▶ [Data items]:
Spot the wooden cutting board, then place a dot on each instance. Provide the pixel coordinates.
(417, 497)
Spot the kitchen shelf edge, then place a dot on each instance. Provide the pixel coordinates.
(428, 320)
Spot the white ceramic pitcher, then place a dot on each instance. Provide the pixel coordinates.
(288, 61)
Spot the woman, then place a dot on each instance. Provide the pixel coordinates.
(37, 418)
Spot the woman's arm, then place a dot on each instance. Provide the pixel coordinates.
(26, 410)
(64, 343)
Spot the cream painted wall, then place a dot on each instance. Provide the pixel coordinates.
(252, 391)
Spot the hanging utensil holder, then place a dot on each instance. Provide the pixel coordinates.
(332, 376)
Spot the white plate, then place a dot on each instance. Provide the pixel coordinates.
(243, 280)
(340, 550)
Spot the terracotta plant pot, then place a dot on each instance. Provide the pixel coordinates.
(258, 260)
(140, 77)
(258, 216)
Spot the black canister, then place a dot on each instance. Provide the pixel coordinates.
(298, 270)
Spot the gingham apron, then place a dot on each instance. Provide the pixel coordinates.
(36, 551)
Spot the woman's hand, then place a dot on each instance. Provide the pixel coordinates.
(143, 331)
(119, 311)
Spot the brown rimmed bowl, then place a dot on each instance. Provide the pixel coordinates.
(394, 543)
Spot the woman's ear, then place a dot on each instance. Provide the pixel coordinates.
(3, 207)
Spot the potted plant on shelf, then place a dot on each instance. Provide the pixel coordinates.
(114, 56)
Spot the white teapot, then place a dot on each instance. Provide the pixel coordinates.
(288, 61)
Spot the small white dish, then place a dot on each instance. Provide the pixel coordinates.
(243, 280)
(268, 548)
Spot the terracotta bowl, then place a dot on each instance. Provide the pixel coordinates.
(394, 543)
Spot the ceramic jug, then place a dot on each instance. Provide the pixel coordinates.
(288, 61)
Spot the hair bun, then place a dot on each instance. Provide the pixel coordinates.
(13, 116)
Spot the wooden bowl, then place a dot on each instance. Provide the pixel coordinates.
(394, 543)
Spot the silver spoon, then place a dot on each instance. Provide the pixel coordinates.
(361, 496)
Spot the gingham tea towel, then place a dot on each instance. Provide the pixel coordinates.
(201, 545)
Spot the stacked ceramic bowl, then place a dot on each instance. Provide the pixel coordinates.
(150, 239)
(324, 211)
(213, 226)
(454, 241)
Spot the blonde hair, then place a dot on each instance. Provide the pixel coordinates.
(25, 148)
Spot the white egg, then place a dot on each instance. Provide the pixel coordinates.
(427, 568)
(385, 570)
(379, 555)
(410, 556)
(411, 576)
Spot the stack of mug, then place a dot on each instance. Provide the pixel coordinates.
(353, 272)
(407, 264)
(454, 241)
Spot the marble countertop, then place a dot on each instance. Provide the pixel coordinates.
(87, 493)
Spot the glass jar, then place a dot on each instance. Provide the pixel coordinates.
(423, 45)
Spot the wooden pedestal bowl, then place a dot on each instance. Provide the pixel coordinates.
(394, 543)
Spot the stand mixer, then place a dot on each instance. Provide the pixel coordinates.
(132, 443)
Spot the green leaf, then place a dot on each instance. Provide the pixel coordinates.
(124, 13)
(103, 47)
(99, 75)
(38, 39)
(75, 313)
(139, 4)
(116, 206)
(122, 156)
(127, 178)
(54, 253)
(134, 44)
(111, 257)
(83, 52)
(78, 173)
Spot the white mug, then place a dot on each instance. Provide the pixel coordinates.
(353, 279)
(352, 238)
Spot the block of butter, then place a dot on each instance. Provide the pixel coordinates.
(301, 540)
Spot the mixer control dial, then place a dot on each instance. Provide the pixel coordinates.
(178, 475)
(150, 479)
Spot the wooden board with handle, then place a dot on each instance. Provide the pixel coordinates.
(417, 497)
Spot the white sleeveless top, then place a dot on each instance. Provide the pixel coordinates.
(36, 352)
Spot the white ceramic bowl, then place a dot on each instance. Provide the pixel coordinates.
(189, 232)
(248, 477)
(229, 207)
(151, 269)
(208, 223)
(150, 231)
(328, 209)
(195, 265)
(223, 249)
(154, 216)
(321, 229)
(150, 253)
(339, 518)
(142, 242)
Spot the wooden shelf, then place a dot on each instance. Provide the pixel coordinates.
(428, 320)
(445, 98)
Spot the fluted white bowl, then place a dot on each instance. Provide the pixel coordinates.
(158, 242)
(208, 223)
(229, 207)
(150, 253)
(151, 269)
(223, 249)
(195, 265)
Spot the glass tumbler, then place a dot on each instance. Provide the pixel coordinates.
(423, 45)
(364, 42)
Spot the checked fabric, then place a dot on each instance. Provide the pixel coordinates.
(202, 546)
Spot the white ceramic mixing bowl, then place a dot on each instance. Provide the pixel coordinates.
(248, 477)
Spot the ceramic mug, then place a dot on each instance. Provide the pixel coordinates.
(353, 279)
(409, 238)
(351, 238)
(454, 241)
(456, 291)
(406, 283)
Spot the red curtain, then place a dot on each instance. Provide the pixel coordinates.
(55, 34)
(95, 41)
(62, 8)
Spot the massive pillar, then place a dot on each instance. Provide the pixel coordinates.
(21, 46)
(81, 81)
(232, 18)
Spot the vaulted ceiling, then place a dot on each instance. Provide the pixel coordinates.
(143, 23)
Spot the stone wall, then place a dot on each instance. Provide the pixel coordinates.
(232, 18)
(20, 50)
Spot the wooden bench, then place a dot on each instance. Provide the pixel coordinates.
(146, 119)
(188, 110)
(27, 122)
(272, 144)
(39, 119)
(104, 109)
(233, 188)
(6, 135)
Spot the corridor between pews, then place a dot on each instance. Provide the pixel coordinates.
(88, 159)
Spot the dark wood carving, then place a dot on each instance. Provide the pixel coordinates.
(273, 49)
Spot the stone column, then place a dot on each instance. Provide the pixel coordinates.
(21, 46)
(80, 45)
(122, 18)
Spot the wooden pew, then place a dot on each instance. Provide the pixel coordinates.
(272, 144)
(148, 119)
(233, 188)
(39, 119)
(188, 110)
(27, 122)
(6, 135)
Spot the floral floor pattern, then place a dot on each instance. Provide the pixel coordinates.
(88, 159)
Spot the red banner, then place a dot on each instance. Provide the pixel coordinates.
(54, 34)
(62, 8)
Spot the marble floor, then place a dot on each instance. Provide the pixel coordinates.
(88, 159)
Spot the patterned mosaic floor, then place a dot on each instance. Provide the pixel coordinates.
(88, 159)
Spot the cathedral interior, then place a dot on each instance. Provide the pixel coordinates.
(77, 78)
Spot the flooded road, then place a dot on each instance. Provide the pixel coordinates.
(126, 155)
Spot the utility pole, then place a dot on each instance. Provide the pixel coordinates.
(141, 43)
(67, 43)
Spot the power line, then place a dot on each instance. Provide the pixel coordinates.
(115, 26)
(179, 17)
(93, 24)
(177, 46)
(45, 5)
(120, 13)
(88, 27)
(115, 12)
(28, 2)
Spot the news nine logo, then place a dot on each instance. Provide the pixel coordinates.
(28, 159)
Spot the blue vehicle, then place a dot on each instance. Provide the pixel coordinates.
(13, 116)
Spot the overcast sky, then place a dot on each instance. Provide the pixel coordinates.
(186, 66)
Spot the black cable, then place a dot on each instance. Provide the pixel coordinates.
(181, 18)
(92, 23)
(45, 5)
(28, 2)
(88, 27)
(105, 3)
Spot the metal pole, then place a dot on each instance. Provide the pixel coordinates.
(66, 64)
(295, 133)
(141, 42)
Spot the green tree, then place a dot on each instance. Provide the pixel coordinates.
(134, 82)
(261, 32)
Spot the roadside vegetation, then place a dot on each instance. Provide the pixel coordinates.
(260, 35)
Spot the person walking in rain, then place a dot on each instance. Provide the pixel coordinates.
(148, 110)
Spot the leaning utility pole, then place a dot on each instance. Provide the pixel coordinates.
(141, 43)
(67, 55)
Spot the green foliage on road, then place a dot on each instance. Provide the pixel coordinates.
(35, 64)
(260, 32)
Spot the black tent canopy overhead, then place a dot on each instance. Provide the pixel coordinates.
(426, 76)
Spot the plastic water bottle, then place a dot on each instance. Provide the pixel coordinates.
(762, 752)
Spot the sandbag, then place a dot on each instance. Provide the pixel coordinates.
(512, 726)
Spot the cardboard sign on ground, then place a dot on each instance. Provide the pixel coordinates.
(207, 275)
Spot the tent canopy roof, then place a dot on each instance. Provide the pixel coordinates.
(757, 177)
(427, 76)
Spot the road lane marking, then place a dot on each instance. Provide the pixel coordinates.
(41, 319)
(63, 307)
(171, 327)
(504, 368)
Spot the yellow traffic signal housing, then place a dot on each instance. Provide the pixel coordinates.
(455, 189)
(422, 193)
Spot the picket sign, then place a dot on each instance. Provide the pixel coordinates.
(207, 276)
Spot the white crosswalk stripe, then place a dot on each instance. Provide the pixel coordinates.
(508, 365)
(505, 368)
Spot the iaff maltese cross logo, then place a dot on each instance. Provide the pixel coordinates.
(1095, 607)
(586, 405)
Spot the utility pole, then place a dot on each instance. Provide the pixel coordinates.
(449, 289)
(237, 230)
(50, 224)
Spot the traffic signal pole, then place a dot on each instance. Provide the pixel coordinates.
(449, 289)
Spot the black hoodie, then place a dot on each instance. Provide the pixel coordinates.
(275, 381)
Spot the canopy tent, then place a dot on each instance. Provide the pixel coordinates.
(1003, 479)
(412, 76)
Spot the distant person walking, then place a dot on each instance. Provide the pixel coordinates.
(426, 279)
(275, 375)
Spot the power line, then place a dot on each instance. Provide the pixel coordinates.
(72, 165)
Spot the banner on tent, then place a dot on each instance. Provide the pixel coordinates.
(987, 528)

▶ [Work to do]:
Restate word for word the lines from the one holding "Spot the sandbag, then" to the end of the listing, both ends included, and nothing more.

▶ [Completed task]:
Spot the sandbag, then place a dot on each instance. Provide the pixel coordinates.
(512, 726)
Spot the cardboard sign on ground, then place a dot on each instance. Provide the pixel coordinates.
(207, 275)
Spot the tent canopy roof, then place a dot on each instance. Provide the pixel coordinates.
(757, 177)
(427, 76)
Spot the road lane marking, then place a dot on each instance. Provide the pixel coordinates.
(41, 319)
(63, 307)
(171, 327)
(504, 368)
Spot the yellow traffic signal housing, then place a dot on each instance. Provide the pixel coordinates.
(455, 189)
(422, 193)
Spot the picket sign, then place a dot on each instance. Provide the pixel coordinates.
(207, 276)
Spot the white crosswalk stripe, then place a dot on each instance. Provide the pixel coordinates.
(508, 365)
(505, 368)
Spot the iaff maltese cross logo, then place a dot on each instance. Provide the pixel coordinates.
(1095, 607)
(586, 405)
Spot the utility pole, then place a dot on each instance. Provide the pixel coordinates.
(449, 289)
(237, 230)
(50, 224)
Spot the traffic signal pole, then place a dot on each instance. Provide the pixel coordinates.
(449, 289)
Spot the black hoodie, then place a dot on each instance. Provide the pixel coordinates.
(275, 381)
Spot the canopy tent, then place a dot on each instance. Provide the pixel coordinates.
(1003, 479)
(412, 76)
Spot the distant person walking, then place a dot on each instance. Provide the pixel coordinates.
(426, 279)
(275, 375)
Spot the power line, then place a dot on each instance. Provide the pixel coordinates.
(72, 165)
Spot the banner on tent, then place a dot on each instance. Provide the pixel coordinates.
(987, 528)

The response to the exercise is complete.